**What you need to do:**
Nothing but the pictures gets dropped; retype every entry exactly.

:::::

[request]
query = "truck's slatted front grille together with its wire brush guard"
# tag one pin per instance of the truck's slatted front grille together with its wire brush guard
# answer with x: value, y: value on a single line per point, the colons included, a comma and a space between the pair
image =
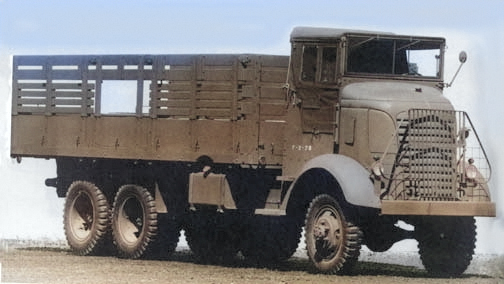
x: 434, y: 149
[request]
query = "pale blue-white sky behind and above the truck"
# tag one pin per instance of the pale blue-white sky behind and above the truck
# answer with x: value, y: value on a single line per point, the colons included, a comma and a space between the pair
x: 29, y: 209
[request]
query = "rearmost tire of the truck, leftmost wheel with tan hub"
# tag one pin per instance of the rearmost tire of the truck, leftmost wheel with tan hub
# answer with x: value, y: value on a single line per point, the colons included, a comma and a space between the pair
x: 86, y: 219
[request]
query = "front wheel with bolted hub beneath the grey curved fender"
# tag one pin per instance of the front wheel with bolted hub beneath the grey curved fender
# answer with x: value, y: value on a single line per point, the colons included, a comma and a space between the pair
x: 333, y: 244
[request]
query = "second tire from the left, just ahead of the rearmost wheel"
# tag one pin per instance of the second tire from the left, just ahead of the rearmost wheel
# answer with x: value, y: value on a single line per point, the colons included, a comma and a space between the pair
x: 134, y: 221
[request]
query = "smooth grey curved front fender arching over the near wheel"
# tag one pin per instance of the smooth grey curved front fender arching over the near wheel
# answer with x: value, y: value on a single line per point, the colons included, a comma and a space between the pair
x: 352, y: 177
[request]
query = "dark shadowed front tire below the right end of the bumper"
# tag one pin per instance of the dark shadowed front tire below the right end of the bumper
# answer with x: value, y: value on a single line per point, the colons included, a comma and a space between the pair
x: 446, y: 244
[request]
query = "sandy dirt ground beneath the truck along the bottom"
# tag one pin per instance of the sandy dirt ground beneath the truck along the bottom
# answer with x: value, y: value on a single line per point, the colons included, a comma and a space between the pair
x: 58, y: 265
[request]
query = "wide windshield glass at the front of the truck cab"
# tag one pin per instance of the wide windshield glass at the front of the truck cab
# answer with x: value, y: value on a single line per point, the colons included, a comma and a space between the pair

:::::

**Reply to the exercise:**
[request]
query = "truck's slatted front grille together with its wire brush guard"
# tag one pin per instance of the truck's slatted front grille together with its wire brush guard
# answer with x: value, y: value on a single line per point, the colons included, a comma and a space between the pair
image =
x: 434, y: 149
[request]
query = "pale blue-white sky behind and above the truck"
# tag one pin per instance of the pale blue-white sky behind and above the truck
# answer with x: value, y: value on a single line per point, the colons included, a comma and a space between the pair
x: 29, y: 209
[request]
query = "rearmost tire of the truck, leftmost wheel with tan hub"
# tag one pin per instance of the rearmost tire of the truck, leftmost wheel with tan hub
# answer with x: value, y: value on a single line per point, the colons included, a comma and a space between the pair
x: 86, y: 219
[request]
query = "front wheel with bolted hub beneath the grey curved fender"
# tag one pin per instance of the front wheel with bolted hub beneath the grey curved fender
# answer with x: value, y: value on a single line per point, the colons included, a comma and a space between the pair
x: 333, y: 244
[request]
query = "second tire from the left, just ahead of the rearmost wheel"
# tag one pin per instance of the second tire from the left, just ahead of the rearmost wheel
# answer with x: value, y: value on a single line per point, the colons included, a comma and a space between the pair
x: 134, y: 221
[request]
query = "smooth grey curved front fender arching over the near wheel"
# tag one pin per instance of the smooth grey curved front fender arching over the near wheel
# answer with x: value, y: value on a single line per point, the colons included, a comma and a space between the pair
x: 352, y: 177
[request]
query = "dark shadowed front tire below the right end of the bumper"
# tag one pin per instance of the dark shadowed front tire below the right end of the bumper
# answer with x: value, y: value on a single line per point, the colons included, a comma and a space between the pair
x: 446, y: 244
[request]
query = "sandy dirt ground beneath the truck along the bottom"
# tag one pin per instance of the sandy dirt ground beneath the truck along the bottom
# answer with x: value, y: value on a single line per point, the colons included, a comma and a space between the pair
x: 58, y: 265
[request]
query = "wide windshield glass at the front of the truck cab"
# tag one pin per instance of the wide windshield glass at the front of the truck cab
# answer with x: value, y: value on a single line per point, the colons included, a comma and a space between the pair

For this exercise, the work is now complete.